━━ EXCERPT PROVIDED
My wife and I recently changed towns and had to switch jobs also. I'm currently searching for a job while my wife was hired at a company and is currently undergoing her probation period.

We work in the same line of business as my wife and her company just invited me for an interview. But the thing is... I don't want to work with my wife because it will be awkward for us and for our colleagues. Don't want to go into the details but it suffices to say that I've been in this situation before and just don't want to repeat it again.

But I don't know how to refuse the interview without posing my wife at risk during her probation period. There will be absolutely no reason to refuse the job (company is OK, pay is good, it's close to home, benefits etc) so my refusal won't make sense to them.

How do you handle such a situation? How to gracefully decline an interview when a family member already works for the company and you don't want to affect his/her position?

  • 14
    I would be very concerned about the workplace if an action you take like declining a job offer could put your wife's position in jeopardy... Commented Jan 22, 2014 at 18:55
  • 1
    Joe's answer is perfect. Also, the way you describe it is that you haven't even interviewed with them yet, but been simply been asked to interview. It should be a easy to give a polite decline to their request. It would be much more complicated if you arrived at this conclusion after going through a lengthy interview process and receiving a written offer.
    – MikeS
    Commented Jan 23, 2014 at 0:04
  • Both top answers are very good, but I'd like to raise another question… is the company big enough to warrant you won't be working in the same room nor project? It's not an unreasonable request at all. Of course, assuming that request would fulfil your own personal restriction. It's not unreasonable or impolite to turn down an offer because they can't do that, and both top voted answers are still perfectly good wording to convey that.
    – Liz
    Commented Jan 23, 2014 at 0:19
  • A job offer and an interview invitation are not the same. A job offer, I believe, is when you're offered a job. Were you offered a job already?
    – user14154
    Commented Jan 23, 2014 at 1:30
  • @Rolf: I wasn't offered the job. Your observation is correct. I corrected the question.
    – John
    Commented Jan 23, 2014 at 10:37

4 Answers 4


How do you handle such a situation? How to gracefully decline a job offer when a family member already works for the company and you don't want to affect his/her position?

I haven't been in this particular situation with my wife, but I have been with my extended family.

Paraphrasing, here's how I handled it, and how you might frame your reply:

"Thank your for the offer, but I need to politely decline.

My wife tells me wonderful things about your company. And while I love being around my wife, we have found that it is better for us as a family not to work at the same company."
━━━━
● **REQUIRED ACTIONS**:
1 - In the discussion about declining an interview at a spouse's company, translate this sentence into Spanish: "I haven't been in this particular situation with my wife, but I have been with my extended family."
2 - In the discussion about declining an interview at a spouse's company, what period is the poster's wife currently going through at her new job?
3 - Continue the discussion about declining an interview at a spouse's company, picking up after its final sentence.
━━ EXTRACTED INFORMATION
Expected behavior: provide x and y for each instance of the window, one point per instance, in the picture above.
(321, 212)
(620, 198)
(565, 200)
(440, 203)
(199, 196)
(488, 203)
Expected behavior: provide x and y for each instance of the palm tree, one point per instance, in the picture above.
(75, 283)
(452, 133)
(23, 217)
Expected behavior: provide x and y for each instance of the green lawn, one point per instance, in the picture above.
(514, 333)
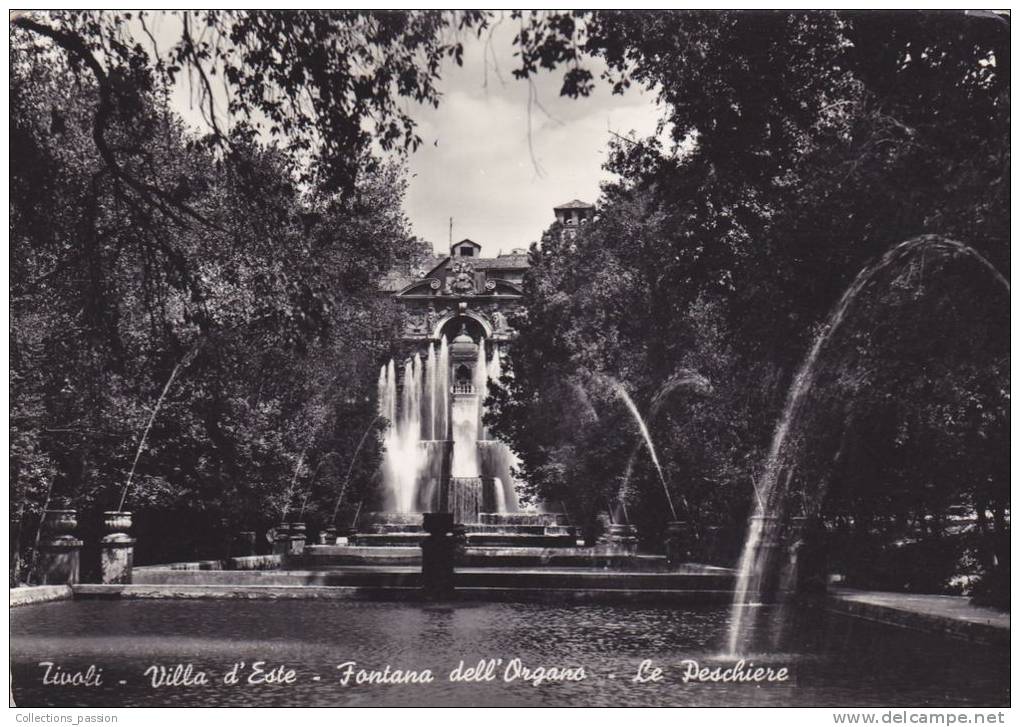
━━━━
● **RESPONSES TO THE TASKS**:
1 - No he estado en esta situación en particular con mi esposa, pero sí con mi familia extendida.

2 - Her probation period.

3 -
Simple and to the point. I'm sure most companies would understand this desire, and it wouldn't cast any aspersions on your wife's situation.

  • That raises the point "why did you not think about it before the interview?". I find it better not to go into details, as any given details seem to elicit even more questions - a generic "for personal reasons" might be better.
    – user14154
    Commented Jan 23, 2014 at 0:26
  • Rolf; they may well ask that, but I don't think its unreasonable to respond that it's not a straightforward issue and that after further consideration you had changed your mind. Commented Jan 23, 2014 at 0:54
  • Most companies I've worked out have policies against hiring family, especially if it's possible/probable that one may end up in a position to be directing the work of the other. Family relationships have a tendency to spill into the workplace when a problem arises. Even if you could be objective, how could you possibly fire your spouse if you were asked to?
    – NotMe
    Commented Jan 23, 2014 at 0:58
  • @Joe well then the question is misleading, unless I'm mistaken. As far as I know, a job offer means being offered a job, and that usually comes after at least one interview and consideration, etc. He's asking how to refuse an interview invitation?
    – user14154
    Commented Jan 23, 2014 at 1:31
  • 1
    @Rolf: the interview hasn't yet occurred. Sorry for the misunderstanding. I fixed the question.
    – John
    Commented Jan 23, 2014 at 10:38

Most people are pretty understanding about the fact that some (if not most) married people would prefer not to work together. Or that a married couple prefers not to have both salaries tied to a single employer where a downturn might imperil both jobs. Plus, you've only been invited to interview so there is no relationship to be concerned with.

I'd thank whoever invited you to interview but politely explain that you'd rather not work at the same company that already employs your wife. No need to go into details. If you're really concerned that the company would be so devastated by your lack of desire to interview that it would retaliate against your wife (something that seems highly unlikely as well as quite self-defeating of the company), you can politely decline giving a generic "doesn't appear to be a good fit for what I'm looking for" response. You don't need to specify that the reason it's not a good fit is that the company already employs your wife if that is something that you view as personal.

  • 7
    +1 Working at the same company as your spouse can turn out very bad if the company goes under or does layoffs. Losing half your income is bad. Losing the entire family income in one day is really bad. That alone is enough of a reason to turn it down.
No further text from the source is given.